| What you have to do |
Please count how many lines in the two blocks of material below contain the string "church", and reply with the number alone.

| Exercise materials |
..............................

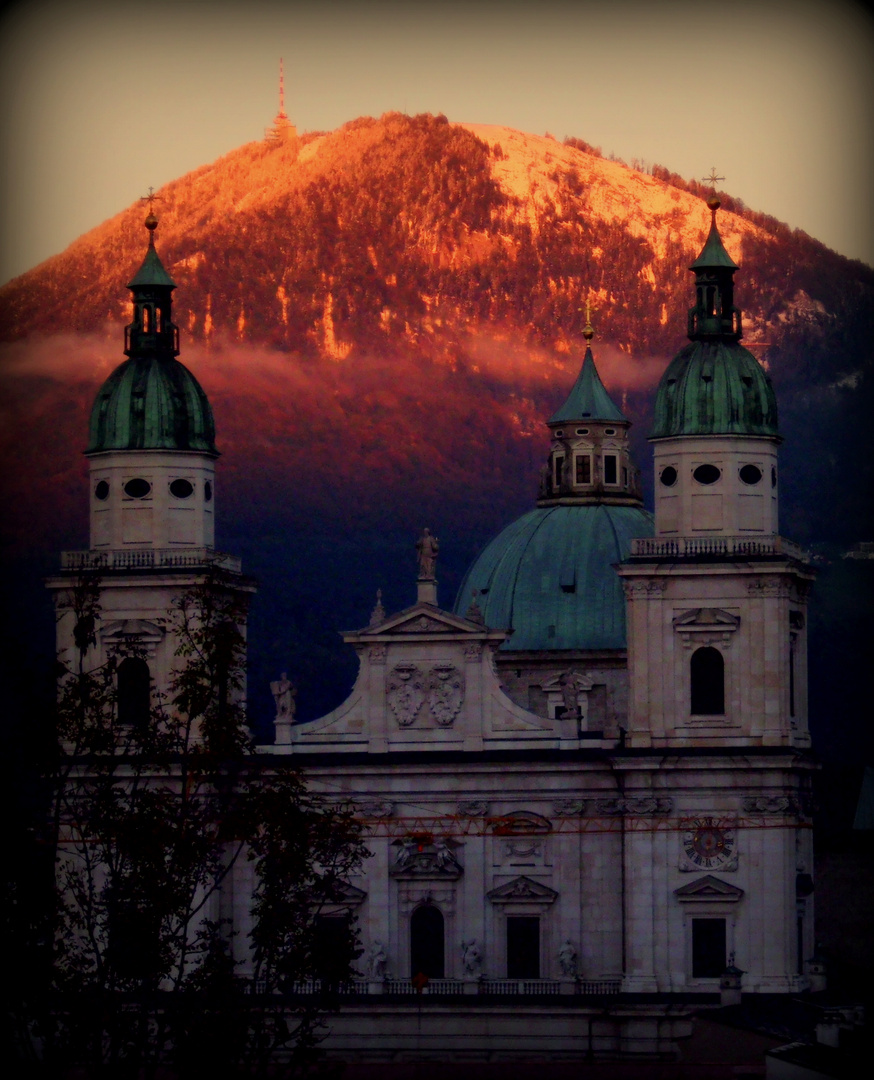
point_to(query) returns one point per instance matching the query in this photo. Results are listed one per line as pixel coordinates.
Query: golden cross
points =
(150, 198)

..............................

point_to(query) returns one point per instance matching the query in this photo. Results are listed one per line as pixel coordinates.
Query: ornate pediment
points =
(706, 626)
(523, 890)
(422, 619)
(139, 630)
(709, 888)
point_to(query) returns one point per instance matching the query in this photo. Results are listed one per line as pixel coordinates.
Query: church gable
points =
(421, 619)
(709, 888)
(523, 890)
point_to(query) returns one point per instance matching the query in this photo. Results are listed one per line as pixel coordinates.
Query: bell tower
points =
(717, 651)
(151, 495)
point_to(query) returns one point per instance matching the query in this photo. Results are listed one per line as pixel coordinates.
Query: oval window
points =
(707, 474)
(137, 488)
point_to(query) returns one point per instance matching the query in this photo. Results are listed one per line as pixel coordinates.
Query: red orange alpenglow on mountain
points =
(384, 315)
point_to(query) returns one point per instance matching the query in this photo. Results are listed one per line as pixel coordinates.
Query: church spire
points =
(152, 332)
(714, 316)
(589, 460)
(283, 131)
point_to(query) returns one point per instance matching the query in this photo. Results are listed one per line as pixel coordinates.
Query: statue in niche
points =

..............................

| Response below |
2